(Referring expression pointing data)
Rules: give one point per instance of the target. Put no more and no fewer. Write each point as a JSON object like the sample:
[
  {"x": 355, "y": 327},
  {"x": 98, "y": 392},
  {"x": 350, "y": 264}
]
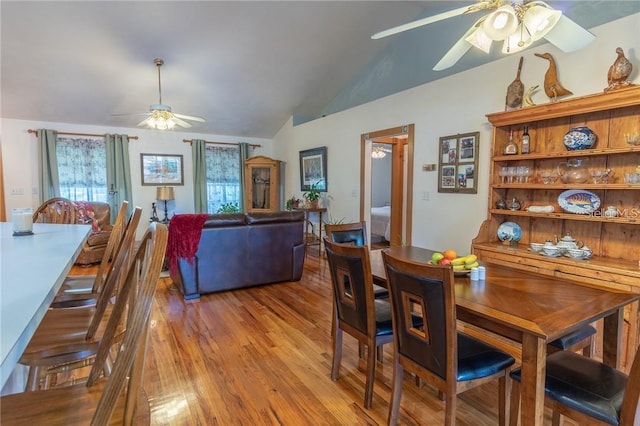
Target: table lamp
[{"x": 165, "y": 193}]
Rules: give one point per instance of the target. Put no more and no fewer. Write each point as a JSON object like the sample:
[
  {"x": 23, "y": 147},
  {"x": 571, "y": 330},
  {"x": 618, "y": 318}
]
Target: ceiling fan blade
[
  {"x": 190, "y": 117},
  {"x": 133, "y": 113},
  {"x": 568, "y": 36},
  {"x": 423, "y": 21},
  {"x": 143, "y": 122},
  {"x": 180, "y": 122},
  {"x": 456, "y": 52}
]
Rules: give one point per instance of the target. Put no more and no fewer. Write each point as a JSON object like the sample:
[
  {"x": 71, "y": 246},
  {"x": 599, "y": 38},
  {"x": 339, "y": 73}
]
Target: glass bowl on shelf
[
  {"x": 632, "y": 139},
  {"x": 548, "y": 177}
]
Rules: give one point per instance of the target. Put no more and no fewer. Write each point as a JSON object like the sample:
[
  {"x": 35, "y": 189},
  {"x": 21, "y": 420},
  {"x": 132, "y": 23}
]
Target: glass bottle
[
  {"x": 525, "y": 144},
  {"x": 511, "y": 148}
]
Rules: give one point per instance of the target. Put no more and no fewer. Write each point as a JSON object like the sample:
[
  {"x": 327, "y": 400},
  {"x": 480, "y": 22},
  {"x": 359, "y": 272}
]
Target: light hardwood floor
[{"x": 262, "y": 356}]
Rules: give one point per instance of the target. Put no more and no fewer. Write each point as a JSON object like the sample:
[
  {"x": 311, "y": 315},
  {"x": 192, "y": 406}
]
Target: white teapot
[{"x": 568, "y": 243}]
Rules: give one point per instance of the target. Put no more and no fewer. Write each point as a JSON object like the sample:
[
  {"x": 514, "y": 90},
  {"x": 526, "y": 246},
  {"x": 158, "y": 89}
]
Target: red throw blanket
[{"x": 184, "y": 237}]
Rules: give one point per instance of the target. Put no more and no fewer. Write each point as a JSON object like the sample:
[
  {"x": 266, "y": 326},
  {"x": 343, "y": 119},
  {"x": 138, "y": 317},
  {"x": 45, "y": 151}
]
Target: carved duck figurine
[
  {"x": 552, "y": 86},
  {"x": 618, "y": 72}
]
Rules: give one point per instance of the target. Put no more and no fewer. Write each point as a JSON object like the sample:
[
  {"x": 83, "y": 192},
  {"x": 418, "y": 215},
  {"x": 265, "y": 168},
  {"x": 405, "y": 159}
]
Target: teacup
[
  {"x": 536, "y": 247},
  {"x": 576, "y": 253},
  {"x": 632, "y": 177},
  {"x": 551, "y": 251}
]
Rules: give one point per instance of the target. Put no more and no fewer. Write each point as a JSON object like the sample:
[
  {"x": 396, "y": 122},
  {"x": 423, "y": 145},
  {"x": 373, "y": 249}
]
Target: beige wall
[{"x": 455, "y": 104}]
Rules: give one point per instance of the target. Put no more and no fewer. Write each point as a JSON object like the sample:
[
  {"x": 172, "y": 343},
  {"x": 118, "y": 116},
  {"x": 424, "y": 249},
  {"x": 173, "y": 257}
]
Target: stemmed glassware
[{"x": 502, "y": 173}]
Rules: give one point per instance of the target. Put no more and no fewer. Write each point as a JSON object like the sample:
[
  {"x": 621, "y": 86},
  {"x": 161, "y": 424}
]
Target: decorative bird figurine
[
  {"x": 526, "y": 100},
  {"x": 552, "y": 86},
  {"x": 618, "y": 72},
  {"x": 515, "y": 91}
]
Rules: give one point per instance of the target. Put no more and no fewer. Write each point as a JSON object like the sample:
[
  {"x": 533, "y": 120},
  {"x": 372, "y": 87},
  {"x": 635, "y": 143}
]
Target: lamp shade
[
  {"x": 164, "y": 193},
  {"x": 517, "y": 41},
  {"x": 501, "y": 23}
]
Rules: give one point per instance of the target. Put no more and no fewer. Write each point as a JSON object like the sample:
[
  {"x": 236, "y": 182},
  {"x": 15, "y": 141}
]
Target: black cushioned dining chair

REQUIRED WORK
Each record above must be set down again unchanged, with its pictures left out.

REPLY TO THE EXERCISE
Rules: give one point per instance of the target. Put no more and no fewer. Write each point as a JSON object like the sample:
[
  {"x": 355, "y": 327},
  {"x": 98, "y": 392},
  {"x": 350, "y": 264}
]
Target: table lamp
[{"x": 165, "y": 193}]
Rules: give one point per instance of the target. Put no more and no fewer. Write each point as a JSON object like the sample:
[
  {"x": 23, "y": 147},
  {"x": 571, "y": 330},
  {"x": 618, "y": 318}
]
Target: ceiling fan blade
[
  {"x": 190, "y": 117},
  {"x": 133, "y": 113},
  {"x": 568, "y": 36},
  {"x": 423, "y": 21},
  {"x": 143, "y": 122},
  {"x": 180, "y": 122},
  {"x": 456, "y": 52}
]
Rules: give one point per instance of the target. Put no more and no fewer. Write each point as a JSON object like the sample:
[
  {"x": 71, "y": 246},
  {"x": 599, "y": 38},
  {"x": 339, "y": 73}
]
Target: glass bowl on shelf
[
  {"x": 632, "y": 139},
  {"x": 548, "y": 177}
]
Rules: give one point per instance of the target. Put no more and no fewer. Write each point as a JSON object like the sample:
[
  {"x": 35, "y": 189},
  {"x": 21, "y": 420},
  {"x": 132, "y": 23}
]
Target: glass bottle
[
  {"x": 525, "y": 144},
  {"x": 511, "y": 148}
]
Rules: give one point per instance of the target. Put no more and no fewer. Write each point as a JSON object like the sample:
[
  {"x": 327, "y": 400},
  {"x": 480, "y": 22},
  {"x": 359, "y": 272}
]
Target: light hardwood floor
[{"x": 262, "y": 356}]
Rules: give one point per instance of the target. Put no more and no fewer. Write each point as a JSON object like the sample:
[
  {"x": 311, "y": 315},
  {"x": 192, "y": 406}
]
Target: white teapot
[{"x": 568, "y": 243}]
Rules: give one point per instance of the target. Put no more and no fewer. Write each point as a JSON object like the sample:
[
  {"x": 514, "y": 90},
  {"x": 526, "y": 246},
  {"x": 158, "y": 89}
]
Target: red throw blanket
[{"x": 184, "y": 237}]
Rules: give one point per instance of the target. Put no more and no fewer. Write each point as a JSON object like the sample:
[
  {"x": 266, "y": 326},
  {"x": 343, "y": 119},
  {"x": 138, "y": 317},
  {"x": 45, "y": 151}
]
Target: carved duck figurine
[
  {"x": 552, "y": 86},
  {"x": 618, "y": 72}
]
Rules: give one point per instance of the target. Put no more and no fewer. Write each point as a JSON object like the sample:
[
  {"x": 83, "y": 192},
  {"x": 418, "y": 215},
  {"x": 265, "y": 168},
  {"x": 405, "y": 159}
]
Target: teacup
[
  {"x": 536, "y": 247},
  {"x": 576, "y": 253},
  {"x": 632, "y": 177},
  {"x": 551, "y": 251}
]
Rules: give one point per instance of the target. Put no more and no fewer. Write each point as a JSON object like the sample:
[
  {"x": 396, "y": 122},
  {"x": 423, "y": 145},
  {"x": 373, "y": 249}
]
Target: beige wall
[{"x": 455, "y": 104}]
Rules: give one point per instance of the target. Put no more and no fewer. Write each point as a JSON object like the sample:
[
  {"x": 172, "y": 343},
  {"x": 118, "y": 116},
  {"x": 424, "y": 249},
  {"x": 173, "y": 257}
]
Target: stemmed glassware
[{"x": 502, "y": 173}]
Rules: give one point per instance of the target. Put no more and no fewer. Write each point as a JSON object like the sample:
[
  {"x": 621, "y": 86},
  {"x": 161, "y": 424}
]
Target: decorative bird figurine
[
  {"x": 526, "y": 100},
  {"x": 552, "y": 86},
  {"x": 618, "y": 72},
  {"x": 515, "y": 91}
]
Rules: give one point per instance of the target. Put no more and no fewer. Write each point as a JSON object like the sample:
[
  {"x": 533, "y": 120},
  {"x": 372, "y": 87},
  {"x": 635, "y": 143}
]
Target: lamp shade
[
  {"x": 164, "y": 193},
  {"x": 517, "y": 41},
  {"x": 501, "y": 23}
]
Rules: give one point per instance of the target. Put no more and no fewer. Write each point as a JSON object like the sample:
[
  {"x": 236, "y": 182},
  {"x": 15, "y": 141}
]
Target: black cushioned dining chair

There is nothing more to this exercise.